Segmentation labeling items
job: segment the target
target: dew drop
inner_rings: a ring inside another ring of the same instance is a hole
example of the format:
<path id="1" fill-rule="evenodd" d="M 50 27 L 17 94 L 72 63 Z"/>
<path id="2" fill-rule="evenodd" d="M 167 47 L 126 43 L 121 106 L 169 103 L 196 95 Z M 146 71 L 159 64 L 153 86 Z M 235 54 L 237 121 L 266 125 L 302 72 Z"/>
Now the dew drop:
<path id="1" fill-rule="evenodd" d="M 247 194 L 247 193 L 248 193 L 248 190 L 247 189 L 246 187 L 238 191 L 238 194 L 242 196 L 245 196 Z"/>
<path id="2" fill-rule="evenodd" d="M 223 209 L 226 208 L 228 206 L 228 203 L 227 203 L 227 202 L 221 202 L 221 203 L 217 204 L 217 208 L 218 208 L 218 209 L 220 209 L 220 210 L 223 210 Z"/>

DESCRIPTION OF THE TASK: Rewrite every line of the items above as a numbered list, omitting blank lines.

WRITTEN SOLUTION:
1. job: segment the target
2. target: dew drop
3. inner_rings: a ring inside another ring of the same instance is a hole
4. example of the format:
5. <path id="1" fill-rule="evenodd" d="M 50 27 L 17 94 L 72 63 Z"/>
6. <path id="2" fill-rule="evenodd" d="M 167 47 L 126 43 L 121 106 L 169 103 L 196 95 Z M 146 71 L 159 64 L 153 86 Z M 235 54 L 237 121 L 266 125 L 302 72 Z"/>
7. Now the dew drop:
8. <path id="1" fill-rule="evenodd" d="M 247 194 L 247 193 L 248 193 L 248 190 L 247 189 L 246 187 L 238 191 L 238 194 L 242 196 L 245 196 Z"/>
9. <path id="2" fill-rule="evenodd" d="M 223 209 L 226 208 L 228 206 L 228 203 L 227 203 L 227 202 L 221 202 L 221 203 L 217 204 L 217 208 L 218 208 L 218 209 L 220 209 L 220 210 L 223 210 Z"/>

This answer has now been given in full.